Records excerpted from a collection:
***
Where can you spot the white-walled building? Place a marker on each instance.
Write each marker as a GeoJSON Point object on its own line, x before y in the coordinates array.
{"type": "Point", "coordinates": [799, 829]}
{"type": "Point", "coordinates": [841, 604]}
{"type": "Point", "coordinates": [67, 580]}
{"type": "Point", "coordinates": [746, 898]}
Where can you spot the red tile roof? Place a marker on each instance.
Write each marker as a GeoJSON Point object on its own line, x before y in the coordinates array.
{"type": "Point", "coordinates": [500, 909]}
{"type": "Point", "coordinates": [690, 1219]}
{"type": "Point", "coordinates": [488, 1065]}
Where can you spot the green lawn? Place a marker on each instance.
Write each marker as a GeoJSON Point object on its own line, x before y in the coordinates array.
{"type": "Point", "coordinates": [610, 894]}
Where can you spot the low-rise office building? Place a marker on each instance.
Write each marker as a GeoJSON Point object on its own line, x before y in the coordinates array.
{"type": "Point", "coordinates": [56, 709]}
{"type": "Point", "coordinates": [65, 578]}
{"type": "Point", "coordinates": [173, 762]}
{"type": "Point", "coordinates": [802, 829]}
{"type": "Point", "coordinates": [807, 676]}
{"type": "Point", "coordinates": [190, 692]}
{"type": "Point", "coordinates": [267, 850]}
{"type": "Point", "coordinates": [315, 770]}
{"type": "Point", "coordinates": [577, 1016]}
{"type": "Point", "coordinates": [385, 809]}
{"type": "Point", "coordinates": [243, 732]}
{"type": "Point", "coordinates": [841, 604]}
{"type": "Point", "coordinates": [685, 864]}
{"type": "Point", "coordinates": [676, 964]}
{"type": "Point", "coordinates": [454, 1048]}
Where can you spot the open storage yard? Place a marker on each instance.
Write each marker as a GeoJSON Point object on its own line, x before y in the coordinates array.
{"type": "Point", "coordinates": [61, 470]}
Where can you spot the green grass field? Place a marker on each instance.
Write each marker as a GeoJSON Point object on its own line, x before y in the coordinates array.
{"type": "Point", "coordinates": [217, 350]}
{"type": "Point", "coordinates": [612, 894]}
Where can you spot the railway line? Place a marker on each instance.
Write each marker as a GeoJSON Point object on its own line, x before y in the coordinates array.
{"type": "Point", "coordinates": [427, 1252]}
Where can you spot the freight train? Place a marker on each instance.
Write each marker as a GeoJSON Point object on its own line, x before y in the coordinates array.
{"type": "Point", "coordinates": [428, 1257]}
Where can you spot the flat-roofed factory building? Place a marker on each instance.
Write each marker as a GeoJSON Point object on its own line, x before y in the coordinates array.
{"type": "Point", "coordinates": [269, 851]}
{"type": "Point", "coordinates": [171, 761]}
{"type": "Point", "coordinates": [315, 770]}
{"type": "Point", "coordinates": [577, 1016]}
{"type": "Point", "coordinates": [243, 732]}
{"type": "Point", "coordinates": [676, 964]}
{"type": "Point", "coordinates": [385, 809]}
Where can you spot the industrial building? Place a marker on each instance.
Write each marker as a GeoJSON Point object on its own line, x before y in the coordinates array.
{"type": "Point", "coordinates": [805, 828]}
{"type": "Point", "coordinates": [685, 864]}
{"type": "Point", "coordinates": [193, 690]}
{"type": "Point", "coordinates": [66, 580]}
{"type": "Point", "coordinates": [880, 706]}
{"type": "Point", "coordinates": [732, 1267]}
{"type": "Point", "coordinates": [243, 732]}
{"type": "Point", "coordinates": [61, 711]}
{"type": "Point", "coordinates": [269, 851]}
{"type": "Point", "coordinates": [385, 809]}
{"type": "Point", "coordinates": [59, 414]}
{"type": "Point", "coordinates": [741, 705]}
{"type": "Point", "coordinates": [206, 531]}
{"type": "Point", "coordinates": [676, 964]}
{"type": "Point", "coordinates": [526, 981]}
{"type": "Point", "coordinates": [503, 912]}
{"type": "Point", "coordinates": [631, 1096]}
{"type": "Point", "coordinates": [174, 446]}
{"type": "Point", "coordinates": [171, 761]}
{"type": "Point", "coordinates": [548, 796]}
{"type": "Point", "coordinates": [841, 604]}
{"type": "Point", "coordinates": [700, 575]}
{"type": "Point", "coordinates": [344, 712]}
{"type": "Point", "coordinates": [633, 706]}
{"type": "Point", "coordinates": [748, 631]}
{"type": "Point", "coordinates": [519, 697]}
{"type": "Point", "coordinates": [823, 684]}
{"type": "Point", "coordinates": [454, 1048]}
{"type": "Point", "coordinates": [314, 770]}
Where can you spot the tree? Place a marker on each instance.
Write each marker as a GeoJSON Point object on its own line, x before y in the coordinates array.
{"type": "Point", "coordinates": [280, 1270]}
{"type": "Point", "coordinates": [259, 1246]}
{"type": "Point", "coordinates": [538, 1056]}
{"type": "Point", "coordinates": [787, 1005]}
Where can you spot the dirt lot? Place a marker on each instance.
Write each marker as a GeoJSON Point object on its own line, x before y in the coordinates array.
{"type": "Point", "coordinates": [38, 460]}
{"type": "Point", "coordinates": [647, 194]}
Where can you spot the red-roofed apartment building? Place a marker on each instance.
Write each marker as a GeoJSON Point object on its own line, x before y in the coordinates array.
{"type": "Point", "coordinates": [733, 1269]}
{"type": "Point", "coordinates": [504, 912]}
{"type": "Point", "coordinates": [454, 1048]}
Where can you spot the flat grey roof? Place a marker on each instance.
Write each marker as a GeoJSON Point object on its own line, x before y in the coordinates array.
***
Activity:
Go through the entries above and copy each line with "green" in it.

Exercise solution:
Where can you spot the green lawn? Place a marker on each instance.
Where can you spot the green grass field? Place a marker on each instance.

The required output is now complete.